━━━━━ GIVEN ENTRIES

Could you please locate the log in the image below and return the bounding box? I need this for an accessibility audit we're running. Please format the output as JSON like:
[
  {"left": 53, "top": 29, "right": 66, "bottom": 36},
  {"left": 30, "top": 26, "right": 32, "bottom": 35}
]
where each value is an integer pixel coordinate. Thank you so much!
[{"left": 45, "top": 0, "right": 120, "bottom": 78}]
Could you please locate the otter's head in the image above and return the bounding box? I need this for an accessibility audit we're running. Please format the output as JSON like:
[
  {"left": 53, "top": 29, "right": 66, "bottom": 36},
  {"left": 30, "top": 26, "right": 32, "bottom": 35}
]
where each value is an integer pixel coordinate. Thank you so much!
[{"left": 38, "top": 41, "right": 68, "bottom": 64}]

━━━━━━━━━━
━━━━━ GIVEN ENTRIES

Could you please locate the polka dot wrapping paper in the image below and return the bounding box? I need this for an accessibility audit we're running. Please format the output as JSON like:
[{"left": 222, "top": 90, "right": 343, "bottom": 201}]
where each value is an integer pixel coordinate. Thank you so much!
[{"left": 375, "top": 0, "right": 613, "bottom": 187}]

━━━━━━━━━━
━━━━━ GIVEN ENTRIES

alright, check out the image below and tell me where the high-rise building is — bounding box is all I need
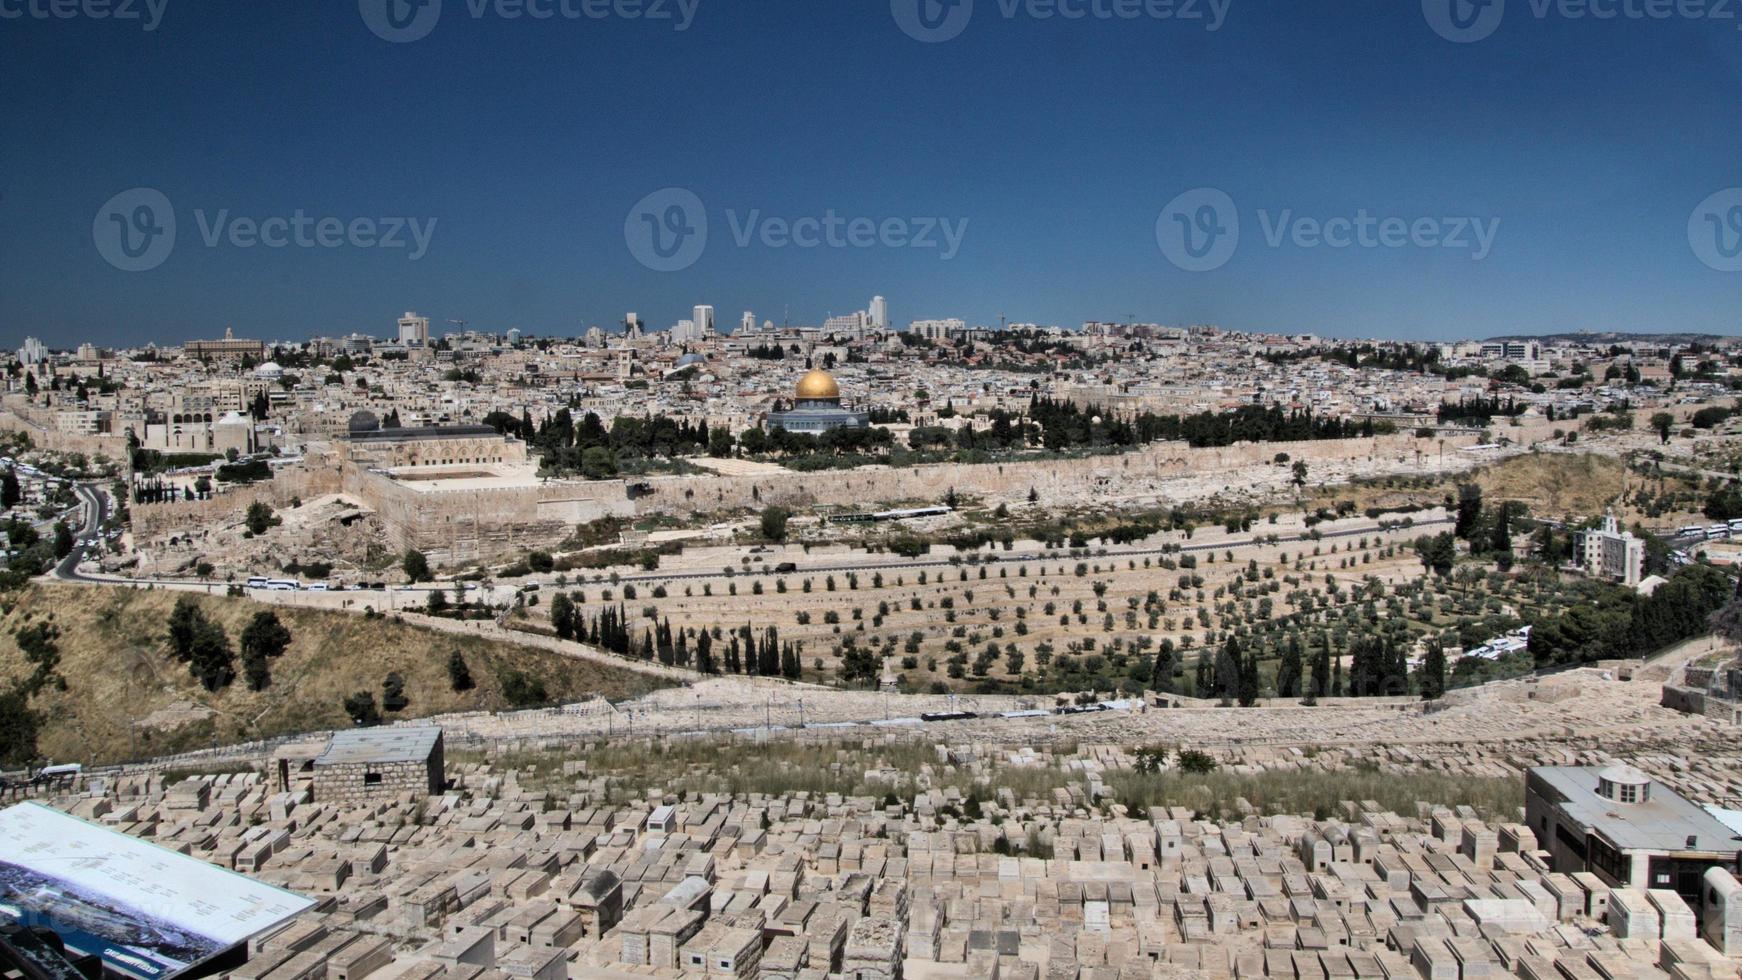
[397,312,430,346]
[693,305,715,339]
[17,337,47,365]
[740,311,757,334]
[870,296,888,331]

━━━━━━━━━━

Show each line of the data that contains the string "please".

Could you please locate the log in the image below and return the bounding box? I need this for an accessibility audit we're running. Please format the output as JSON like:
Could you please locate the otter's head in the image above and return the bounding box? I need this for an accessibility audit we're running. Please format the output as JSON like:
Could you please locate the polka dot wrapping paper in the image below and return the bounding box? I need this for an accessibility audit we're running. Please format the output as JSON like:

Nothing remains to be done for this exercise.